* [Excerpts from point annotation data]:
>>>

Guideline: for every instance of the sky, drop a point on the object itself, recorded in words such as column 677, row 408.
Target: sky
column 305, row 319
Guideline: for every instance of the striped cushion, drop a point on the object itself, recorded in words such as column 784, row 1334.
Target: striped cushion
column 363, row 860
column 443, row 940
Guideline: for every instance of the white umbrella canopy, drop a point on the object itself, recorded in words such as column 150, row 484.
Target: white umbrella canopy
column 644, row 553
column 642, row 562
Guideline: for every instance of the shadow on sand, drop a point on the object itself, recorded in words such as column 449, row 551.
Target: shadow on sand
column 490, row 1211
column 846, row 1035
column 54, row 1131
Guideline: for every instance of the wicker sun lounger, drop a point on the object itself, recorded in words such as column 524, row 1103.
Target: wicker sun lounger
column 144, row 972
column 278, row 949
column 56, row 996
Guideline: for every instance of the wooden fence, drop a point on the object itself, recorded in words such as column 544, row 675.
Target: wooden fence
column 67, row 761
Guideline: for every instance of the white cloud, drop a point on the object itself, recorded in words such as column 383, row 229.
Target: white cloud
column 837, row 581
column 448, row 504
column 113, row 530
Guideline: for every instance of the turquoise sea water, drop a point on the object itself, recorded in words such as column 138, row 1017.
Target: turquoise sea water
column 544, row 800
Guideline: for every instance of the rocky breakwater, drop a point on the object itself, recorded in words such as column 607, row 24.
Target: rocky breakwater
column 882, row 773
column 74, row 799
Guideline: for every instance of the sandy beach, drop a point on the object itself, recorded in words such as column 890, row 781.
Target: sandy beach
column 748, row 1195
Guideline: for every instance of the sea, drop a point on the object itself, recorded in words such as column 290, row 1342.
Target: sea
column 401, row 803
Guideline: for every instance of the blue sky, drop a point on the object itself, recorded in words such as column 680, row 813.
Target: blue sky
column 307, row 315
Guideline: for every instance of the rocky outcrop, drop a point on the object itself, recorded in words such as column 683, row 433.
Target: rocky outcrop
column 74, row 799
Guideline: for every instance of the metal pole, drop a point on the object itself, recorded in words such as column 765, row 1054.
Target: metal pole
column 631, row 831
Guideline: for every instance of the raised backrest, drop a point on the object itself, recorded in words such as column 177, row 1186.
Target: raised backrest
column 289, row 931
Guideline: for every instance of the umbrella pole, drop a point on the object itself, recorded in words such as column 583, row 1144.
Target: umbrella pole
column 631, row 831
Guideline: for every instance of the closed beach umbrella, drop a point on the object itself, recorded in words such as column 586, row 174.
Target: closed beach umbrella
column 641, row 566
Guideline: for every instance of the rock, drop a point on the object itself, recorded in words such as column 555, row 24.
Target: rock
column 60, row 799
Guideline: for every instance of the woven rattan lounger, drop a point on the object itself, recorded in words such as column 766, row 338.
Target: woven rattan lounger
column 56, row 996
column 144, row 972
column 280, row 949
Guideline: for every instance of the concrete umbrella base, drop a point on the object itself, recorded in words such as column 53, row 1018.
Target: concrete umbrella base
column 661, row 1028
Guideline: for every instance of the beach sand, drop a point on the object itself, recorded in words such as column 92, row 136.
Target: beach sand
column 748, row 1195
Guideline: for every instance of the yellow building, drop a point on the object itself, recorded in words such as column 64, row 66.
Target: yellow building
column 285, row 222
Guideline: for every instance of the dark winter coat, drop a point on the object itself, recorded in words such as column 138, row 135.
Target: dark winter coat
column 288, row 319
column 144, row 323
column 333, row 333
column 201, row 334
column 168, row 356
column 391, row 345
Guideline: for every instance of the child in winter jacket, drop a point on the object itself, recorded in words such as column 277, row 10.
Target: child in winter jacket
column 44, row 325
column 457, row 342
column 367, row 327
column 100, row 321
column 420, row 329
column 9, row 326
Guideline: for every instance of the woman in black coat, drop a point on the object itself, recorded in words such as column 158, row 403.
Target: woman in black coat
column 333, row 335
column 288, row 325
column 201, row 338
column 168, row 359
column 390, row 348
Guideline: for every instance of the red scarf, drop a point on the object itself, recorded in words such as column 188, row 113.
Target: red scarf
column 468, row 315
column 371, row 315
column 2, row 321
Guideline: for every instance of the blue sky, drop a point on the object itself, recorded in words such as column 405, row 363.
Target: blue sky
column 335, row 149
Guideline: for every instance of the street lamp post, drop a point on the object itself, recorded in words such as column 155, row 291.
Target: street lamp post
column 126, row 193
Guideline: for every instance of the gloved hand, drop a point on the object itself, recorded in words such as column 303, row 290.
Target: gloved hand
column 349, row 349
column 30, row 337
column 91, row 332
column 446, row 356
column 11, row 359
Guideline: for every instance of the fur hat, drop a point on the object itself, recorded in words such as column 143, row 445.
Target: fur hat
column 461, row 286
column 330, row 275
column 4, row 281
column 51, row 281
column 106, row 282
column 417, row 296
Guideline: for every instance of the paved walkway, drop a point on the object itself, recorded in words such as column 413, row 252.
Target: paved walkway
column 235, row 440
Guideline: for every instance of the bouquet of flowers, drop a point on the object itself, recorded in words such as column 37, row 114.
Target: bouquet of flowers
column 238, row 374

<<<

Reproduce every line of the records above word for word.

* [Exercise answer]:
Guideline: for every instance of the sky, drop a point on the object itself, recorded in words such as column 677, row 408.
Target: sky
column 305, row 319
Guideline: for every instance of the striped cushion, drop a point on the object itself, recorded in words such as column 784, row 1334.
Target: striped cushion
column 363, row 860
column 443, row 940
Guideline: for every instance of the white umbrella canopy, drop a point on the object itself, recorded in words such as column 150, row 484.
Target: white umbrella canopy
column 644, row 553
column 642, row 562
Guideline: for every instance of the shadow on sand, drop a point on the object itself, recorded in words such as column 449, row 551.
Target: shadow on sand
column 490, row 1211
column 846, row 1035
column 54, row 1131
Guideline: for every instance of the wicker sun lounger, drop a point on the object itself, recorded in words such as column 524, row 1103.
Target: wicker sun lounger
column 144, row 972
column 278, row 949
column 56, row 996
Guideline: for every instance of the wooden fence, drop a point on the object itself, recorded in words such as column 544, row 675.
Target: wooden fence
column 67, row 761
Guideline: for every instance of the white cloud, drop a point on the object itself, recorded in words such as column 383, row 229.
Target: white cloud
column 837, row 581
column 448, row 504
column 113, row 530
Guideline: for every instance of the turquoise sea water, drop a point on the object itself, recorded in words such as column 138, row 1017.
Target: turquoise sea water
column 544, row 800
Guideline: for every instance of the rocky breakwater, drop a point on the object itself, recorded in words such as column 607, row 24.
Target: rocky breakwater
column 882, row 773
column 74, row 799
Guideline: for every instance of the sandy beach, drop a point on the object itself, recorded in words such as column 890, row 781.
Target: sandy beach
column 748, row 1195
Guideline: for every instance of the sea, drop a point on the object itself, recorded in words such as column 290, row 1342.
Target: sea
column 401, row 803
Guideline: for every instance of the blue sky, drop a point on the object itself, recorded in words such as column 680, row 813.
Target: blue sky
column 307, row 315
Guideline: for every instance of the rocky outcrop, drop a point on the object itself, recorded in words such as column 683, row 433.
Target: rocky outcrop
column 74, row 799
Guideline: for every instance of the metal pole, drop a point on the object itself, recorded in words such as column 765, row 1054.
Target: metal pole
column 631, row 831
Guideline: for every instance of the raised backrest, drop a point on the object itself, recorded in words such as column 177, row 1186.
Target: raised backrest
column 289, row 931
Guideline: for every instance of the umbrella pole, drop a point on the object itself, recorded in words such as column 583, row 1144.
Target: umbrella pole
column 631, row 831
Guideline: for every instance of the closed beach umbrella, drop a point on the object itself, recorded in words such as column 586, row 174.
Target: closed beach umbrella
column 641, row 566
Guideline: for every instance of the rock, drop a point on the object itself, recorded in words such as column 555, row 24.
Target: rock
column 60, row 799
Guideline: for every instance of the woven rattan lounger, drop a point on the object itself, recorded in words such as column 766, row 338.
Target: woven rattan lounger
column 56, row 996
column 144, row 972
column 280, row 949
Guideline: for every instance of the concrete umbrella base, drop a point on the object itself, recorded in words such as column 53, row 1018.
Target: concrete umbrella base
column 661, row 1028
Guideline: for every instance of the beach sand, drop a point on the object itself, recorded in words such as column 92, row 136.
Target: beach sand
column 748, row 1195
Guideline: for every instance of the yellow building, drop a point on the object itself, recorded in words such as column 64, row 66.
Target: yellow building
column 285, row 222
Guideline: for every instance of the dark winter coat, drop a point on the object itself, recorded in words such as column 138, row 135.
Target: dark winter coat
column 288, row 319
column 144, row 323
column 333, row 333
column 201, row 334
column 168, row 356
column 391, row 345
Guideline: for every instance of the child in winter jacket, drop a point on the object itself, recorded in words such as column 277, row 10.
Target: child in winter jacket
column 44, row 325
column 457, row 342
column 367, row 327
column 100, row 321
column 420, row 329
column 9, row 326
Guideline: for every instance of the woman in black coat, drop a point on the object itself, recorded in words such as column 158, row 403.
Target: woman in black coat
column 333, row 335
column 288, row 325
column 201, row 338
column 168, row 359
column 390, row 348
Guideline: for every instance of the red scarf, drop a point on the object itself, recorded in words such as column 188, row 113.
Target: red scarf
column 468, row 315
column 371, row 315
column 2, row 321
Guideline: for every instance of the blue sky, drop a point on the object itself, recorded in words such as column 405, row 363.
Target: blue sky
column 335, row 149
Guideline: for every instance of the street lamp post, drop a point on the object itself, recorded in words such as column 155, row 291.
Target: street lamp post
column 126, row 193
Guideline: for every instance of the gloved hand, drop a point on the object itself, recorded in words such as column 303, row 290.
Target: gloved hand
column 349, row 349
column 30, row 337
column 91, row 332
column 446, row 356
column 11, row 359
Guideline: for every instance of the fur hat, drop a point on the object itself, recorded in words such as column 143, row 445.
Target: fur hat
column 461, row 286
column 330, row 275
column 4, row 281
column 51, row 281
column 106, row 282
column 417, row 296
Guideline: for every instance of the paved walkway, drop a point on the object itself, recorded in words such as column 413, row 252.
Target: paved walkway
column 235, row 440
Guideline: for every instance of the bouquet of flowers, drop a point on the object itself, recorded in words such as column 37, row 114.
Target: bouquet of flowers
column 238, row 374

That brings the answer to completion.